- Zestaw zadań -
**A)** O ile metrów przesunięty był dom na mapach według tekstu o geodetach, kiedy zrobiono inwentaryzację przyłącza?
**B)** Policz wiersze we wpisach, w których występuje słowo "championship". Podaj tylko liczbę.

Miesięcznik Murator ONLINE

Skocz do zawartości

Czy geodeci się mylą?


ania1719508426

Mój geodeta  

60 użytkowników zagłosowało

  1. 1. Mój geodeta



Recommended Posts

  • Odpowiedzi 47
  • Utworzony
  • Ostatnia odpowiedź

Najaktywniejsi w wątku

Jak w każdym zawodzie, są dobrzy i są źli.

Z mojej praktyki zawodowej (zdarza mi sie oceniać robotę geodezyjną "na papierze" :wink: ) wynika, że zdarzają się pomyłki. Szczególnie w zakresie sporządzanej dokumentacji. Czeskie błedy, przestawione numerki, pomylone powierzchnie itp. Na szczęście nie sa to błędy, których nie można odkręcić. Na terenie mojego miasta jest na przykład szeregowiec, w którym żaden (! )budynek nie jest posadowiony prawidłowo na gruncie.

Ale to i tak nic w porównaniu z tym co się działo kilkanaście lat temu w czasach poprzednioustrojowych :-?

Odnośnik do komentarza
Udostępnij na innych stronach

Nasz geodeta wytyczył nam ogrodzenie a potem dom bezbłędnie. Jednak w trakcie

mielismy doczynienia z firmą wod-kan która robiła nam przyłacze. Po inwentaryzacji

przyłacza okazało się, ze nasz dom jest wrysowany w mapy z przesunięciem ok 3-4m

na sąsiedniej działce :o .

Na szczeście nasz geodeta to poprawił :) - i to za darmo ! :D

 

Pozdrawiam

Odnośnik do komentarza
Udostępnij na innych stronach

Wszystko jest względne. Skąd wiadomo o ile się pomylił? Względem czego ta różnica? Względem pomiaru innego geodety, który wg nas wymierzył dobrze?

Uważam, że nie da się wytyczyć co do centymetra; GPS to mit - można uzyskać taką dokładność ale zwykłego geodety nie stać na takie urządzenie.

- Dane do zadań -
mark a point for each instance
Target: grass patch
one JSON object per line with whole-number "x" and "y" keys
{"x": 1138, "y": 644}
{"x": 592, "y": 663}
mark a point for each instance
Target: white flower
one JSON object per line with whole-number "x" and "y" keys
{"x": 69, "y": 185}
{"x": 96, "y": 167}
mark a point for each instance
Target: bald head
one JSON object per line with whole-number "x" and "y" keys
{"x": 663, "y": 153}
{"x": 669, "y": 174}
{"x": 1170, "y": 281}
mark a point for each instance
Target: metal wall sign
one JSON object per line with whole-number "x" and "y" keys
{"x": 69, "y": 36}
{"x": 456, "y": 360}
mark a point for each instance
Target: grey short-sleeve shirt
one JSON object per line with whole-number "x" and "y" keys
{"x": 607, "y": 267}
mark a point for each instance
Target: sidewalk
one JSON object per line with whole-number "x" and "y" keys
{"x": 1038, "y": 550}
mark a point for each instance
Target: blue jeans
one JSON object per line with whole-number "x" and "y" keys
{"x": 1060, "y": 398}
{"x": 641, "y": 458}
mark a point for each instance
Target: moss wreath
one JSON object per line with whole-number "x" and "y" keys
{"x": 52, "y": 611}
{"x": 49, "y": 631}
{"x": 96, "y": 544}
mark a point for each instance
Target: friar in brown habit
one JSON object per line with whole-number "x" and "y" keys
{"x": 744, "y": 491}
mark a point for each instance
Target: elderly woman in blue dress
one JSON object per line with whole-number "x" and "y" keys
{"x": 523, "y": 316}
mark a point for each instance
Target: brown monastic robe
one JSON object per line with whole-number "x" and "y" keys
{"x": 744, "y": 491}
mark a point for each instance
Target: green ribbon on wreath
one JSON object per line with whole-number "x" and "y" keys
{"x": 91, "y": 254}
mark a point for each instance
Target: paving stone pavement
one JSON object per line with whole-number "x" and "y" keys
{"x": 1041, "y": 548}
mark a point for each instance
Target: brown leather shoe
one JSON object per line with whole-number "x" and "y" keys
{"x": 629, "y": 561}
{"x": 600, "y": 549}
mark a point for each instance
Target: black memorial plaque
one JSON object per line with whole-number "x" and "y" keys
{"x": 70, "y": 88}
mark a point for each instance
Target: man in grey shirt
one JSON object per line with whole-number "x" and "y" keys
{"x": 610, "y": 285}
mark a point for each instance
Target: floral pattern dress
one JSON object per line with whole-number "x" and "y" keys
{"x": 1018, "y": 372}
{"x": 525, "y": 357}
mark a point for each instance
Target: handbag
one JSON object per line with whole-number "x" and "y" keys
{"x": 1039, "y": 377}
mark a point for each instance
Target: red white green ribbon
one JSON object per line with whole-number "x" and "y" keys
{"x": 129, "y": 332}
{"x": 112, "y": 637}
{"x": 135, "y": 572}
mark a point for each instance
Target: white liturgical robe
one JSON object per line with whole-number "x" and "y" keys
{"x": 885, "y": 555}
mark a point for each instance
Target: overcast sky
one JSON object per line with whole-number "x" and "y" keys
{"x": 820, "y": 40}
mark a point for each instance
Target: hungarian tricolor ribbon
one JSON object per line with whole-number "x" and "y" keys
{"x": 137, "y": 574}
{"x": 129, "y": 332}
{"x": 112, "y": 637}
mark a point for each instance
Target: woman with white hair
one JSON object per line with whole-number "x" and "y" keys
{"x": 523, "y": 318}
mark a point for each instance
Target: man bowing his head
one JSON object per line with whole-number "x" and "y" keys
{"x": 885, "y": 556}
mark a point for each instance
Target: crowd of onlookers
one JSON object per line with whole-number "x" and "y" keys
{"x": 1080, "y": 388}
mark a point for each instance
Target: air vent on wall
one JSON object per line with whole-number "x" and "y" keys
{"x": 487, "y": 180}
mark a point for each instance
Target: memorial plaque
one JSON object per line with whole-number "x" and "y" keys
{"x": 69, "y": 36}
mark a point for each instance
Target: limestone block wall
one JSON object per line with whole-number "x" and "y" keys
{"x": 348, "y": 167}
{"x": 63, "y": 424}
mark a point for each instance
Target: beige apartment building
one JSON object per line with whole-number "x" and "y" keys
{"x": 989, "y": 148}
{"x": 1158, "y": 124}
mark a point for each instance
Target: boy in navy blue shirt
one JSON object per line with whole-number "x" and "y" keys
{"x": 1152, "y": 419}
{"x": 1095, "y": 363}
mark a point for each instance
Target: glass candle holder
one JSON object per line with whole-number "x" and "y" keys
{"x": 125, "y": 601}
* * *
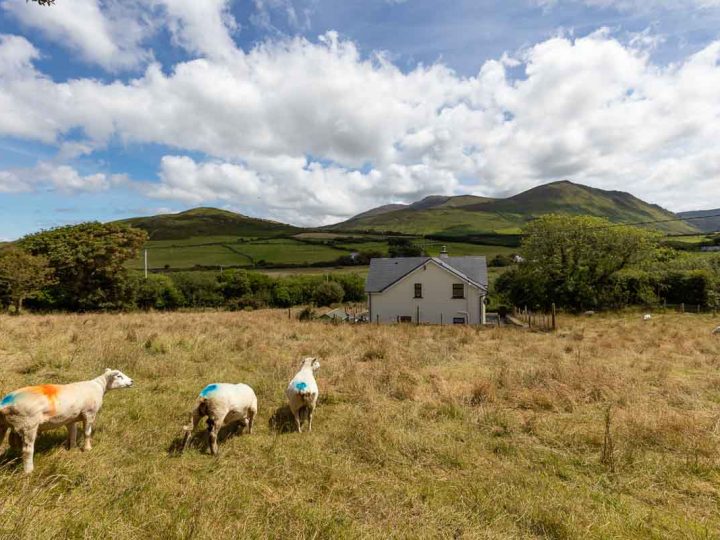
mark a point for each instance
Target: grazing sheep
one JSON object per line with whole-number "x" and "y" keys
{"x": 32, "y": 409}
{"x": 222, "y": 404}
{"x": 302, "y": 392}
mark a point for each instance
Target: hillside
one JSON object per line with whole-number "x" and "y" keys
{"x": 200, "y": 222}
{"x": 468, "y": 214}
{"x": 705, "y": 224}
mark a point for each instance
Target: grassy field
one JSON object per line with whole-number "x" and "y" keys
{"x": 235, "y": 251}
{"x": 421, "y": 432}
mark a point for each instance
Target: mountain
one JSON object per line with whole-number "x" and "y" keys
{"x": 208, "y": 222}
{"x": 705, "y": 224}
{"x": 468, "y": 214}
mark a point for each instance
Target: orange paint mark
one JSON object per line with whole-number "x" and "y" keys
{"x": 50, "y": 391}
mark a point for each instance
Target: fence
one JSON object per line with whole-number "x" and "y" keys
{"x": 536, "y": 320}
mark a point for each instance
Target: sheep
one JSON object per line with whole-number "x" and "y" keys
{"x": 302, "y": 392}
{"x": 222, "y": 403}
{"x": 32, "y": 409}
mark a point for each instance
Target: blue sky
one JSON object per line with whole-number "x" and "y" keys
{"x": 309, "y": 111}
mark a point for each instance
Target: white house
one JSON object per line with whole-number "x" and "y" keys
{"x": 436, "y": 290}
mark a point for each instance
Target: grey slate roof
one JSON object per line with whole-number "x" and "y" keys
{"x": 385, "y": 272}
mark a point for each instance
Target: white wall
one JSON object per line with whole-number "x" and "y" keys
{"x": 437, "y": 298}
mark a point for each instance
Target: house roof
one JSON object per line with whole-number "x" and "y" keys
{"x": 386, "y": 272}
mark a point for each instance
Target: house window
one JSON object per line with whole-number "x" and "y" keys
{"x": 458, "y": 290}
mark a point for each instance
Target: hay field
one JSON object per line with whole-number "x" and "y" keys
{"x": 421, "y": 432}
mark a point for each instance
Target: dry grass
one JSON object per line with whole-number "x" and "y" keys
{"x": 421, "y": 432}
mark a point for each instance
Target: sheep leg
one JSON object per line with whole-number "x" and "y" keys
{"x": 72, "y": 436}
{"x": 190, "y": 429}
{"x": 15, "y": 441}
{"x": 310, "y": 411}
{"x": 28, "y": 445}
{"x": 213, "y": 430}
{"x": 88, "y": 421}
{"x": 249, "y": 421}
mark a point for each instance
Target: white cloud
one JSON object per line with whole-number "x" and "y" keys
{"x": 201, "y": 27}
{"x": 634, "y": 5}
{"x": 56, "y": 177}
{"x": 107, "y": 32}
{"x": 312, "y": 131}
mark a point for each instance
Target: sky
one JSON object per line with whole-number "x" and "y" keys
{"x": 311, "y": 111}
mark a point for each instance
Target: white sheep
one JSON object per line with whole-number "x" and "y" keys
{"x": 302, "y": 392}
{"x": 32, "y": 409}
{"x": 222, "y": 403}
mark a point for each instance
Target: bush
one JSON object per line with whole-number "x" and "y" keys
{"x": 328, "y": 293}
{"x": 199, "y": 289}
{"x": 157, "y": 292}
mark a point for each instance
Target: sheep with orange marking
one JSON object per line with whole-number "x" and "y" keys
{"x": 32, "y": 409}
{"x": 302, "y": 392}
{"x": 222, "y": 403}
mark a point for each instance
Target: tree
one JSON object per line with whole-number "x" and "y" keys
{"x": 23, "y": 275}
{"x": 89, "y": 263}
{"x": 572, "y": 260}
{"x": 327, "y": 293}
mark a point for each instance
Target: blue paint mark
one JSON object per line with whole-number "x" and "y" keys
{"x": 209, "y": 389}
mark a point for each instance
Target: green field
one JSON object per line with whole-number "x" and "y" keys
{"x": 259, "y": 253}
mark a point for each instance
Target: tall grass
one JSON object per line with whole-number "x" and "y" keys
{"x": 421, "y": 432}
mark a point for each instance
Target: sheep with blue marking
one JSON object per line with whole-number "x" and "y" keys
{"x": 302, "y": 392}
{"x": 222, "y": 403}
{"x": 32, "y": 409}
...
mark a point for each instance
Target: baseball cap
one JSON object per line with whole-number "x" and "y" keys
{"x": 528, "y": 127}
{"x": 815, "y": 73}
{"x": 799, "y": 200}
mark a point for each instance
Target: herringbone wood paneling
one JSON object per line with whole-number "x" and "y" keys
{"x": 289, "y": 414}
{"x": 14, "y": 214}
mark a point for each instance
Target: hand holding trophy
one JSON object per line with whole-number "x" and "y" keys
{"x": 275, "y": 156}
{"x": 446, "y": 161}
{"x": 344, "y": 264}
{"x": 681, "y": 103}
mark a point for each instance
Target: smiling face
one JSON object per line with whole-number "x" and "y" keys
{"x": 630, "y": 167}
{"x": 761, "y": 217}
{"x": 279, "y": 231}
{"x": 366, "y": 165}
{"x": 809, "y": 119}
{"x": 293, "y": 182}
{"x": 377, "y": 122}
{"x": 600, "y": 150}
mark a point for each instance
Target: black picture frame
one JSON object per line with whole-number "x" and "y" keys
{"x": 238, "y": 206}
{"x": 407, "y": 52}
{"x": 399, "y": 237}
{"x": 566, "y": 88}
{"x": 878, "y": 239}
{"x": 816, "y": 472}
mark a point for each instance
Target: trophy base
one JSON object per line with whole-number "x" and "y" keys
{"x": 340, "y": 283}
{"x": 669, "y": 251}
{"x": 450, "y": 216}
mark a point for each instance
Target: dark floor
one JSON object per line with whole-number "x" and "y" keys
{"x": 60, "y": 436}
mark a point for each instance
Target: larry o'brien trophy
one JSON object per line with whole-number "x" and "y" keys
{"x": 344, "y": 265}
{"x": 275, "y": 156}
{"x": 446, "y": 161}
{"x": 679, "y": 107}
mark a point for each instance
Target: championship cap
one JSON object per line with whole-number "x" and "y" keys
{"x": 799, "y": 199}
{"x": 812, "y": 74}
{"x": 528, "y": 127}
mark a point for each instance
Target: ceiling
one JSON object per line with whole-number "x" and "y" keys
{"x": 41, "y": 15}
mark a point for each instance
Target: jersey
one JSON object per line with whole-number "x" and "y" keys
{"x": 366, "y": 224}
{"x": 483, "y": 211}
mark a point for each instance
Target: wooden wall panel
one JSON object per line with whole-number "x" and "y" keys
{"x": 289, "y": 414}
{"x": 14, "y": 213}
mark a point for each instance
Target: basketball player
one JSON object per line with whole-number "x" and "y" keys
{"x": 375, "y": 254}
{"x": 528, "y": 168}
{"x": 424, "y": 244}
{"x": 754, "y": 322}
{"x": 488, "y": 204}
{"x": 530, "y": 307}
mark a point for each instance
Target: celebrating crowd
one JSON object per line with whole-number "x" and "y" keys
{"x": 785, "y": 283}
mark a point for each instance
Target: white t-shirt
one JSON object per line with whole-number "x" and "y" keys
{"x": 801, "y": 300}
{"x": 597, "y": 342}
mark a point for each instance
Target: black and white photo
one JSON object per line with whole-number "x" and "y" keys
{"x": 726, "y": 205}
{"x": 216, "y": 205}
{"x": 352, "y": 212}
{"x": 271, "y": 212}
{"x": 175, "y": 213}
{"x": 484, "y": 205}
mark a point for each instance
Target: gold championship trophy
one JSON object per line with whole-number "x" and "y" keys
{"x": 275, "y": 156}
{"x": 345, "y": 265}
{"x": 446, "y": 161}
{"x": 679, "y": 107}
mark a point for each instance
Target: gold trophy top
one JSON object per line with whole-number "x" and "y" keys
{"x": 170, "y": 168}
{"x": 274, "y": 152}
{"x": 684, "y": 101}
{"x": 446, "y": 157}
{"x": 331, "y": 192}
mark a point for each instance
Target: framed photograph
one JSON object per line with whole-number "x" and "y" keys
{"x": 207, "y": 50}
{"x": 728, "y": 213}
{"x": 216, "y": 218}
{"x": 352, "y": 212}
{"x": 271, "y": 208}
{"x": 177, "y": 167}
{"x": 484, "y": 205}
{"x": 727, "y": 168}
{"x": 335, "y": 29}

- Odpowiedzi do zadań -
**A)** O około 3–4 m, na sąsiednią działkę.

**B)** 2